#### Data section
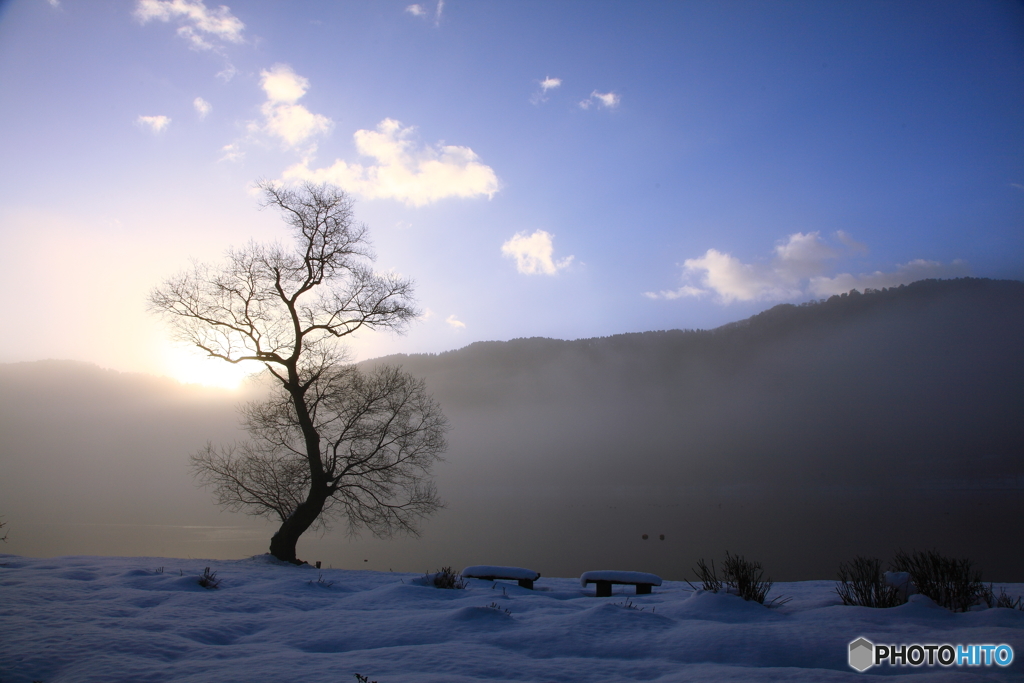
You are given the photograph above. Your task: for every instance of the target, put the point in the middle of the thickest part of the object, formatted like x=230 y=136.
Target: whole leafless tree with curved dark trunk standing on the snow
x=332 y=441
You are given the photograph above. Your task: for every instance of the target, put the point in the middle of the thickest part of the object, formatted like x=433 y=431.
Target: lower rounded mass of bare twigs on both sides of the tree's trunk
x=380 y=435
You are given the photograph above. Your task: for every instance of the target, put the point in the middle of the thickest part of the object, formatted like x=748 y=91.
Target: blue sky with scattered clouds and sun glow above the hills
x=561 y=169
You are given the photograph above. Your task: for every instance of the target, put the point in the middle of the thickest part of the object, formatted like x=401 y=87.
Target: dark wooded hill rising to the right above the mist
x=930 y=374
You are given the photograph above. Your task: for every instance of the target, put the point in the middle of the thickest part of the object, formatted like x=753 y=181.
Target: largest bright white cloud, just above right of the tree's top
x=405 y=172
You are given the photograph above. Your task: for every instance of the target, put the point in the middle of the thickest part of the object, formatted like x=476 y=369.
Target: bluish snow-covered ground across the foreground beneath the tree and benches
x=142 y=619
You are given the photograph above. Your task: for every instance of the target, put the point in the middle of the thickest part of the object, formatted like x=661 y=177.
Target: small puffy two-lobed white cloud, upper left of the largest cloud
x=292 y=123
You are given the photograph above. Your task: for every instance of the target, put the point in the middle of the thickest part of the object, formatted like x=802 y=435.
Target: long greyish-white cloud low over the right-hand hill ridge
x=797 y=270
==
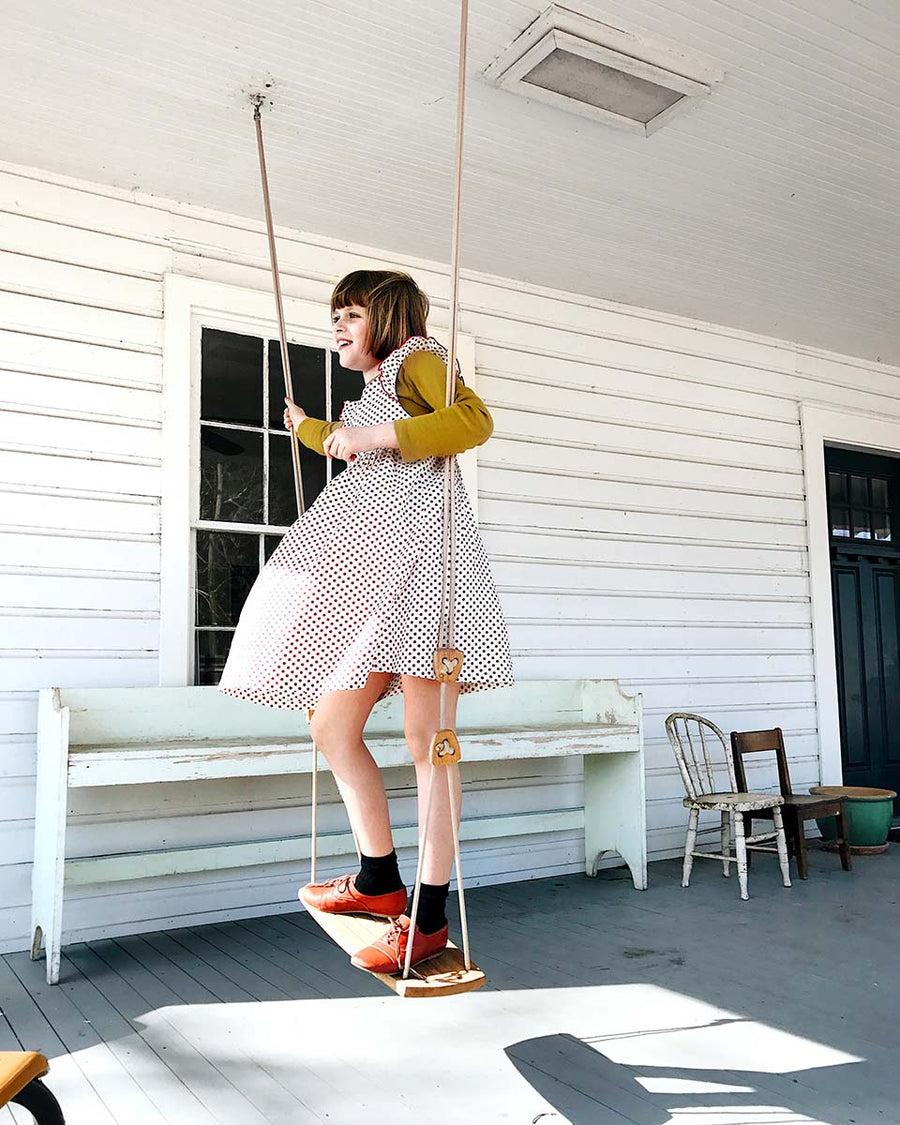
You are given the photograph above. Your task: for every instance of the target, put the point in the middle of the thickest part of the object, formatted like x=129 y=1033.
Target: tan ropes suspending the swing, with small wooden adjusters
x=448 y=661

#### Work instruction
Lines of the material that hold the word "formatted" should be counted, and the number alone given.

#### Written solution
9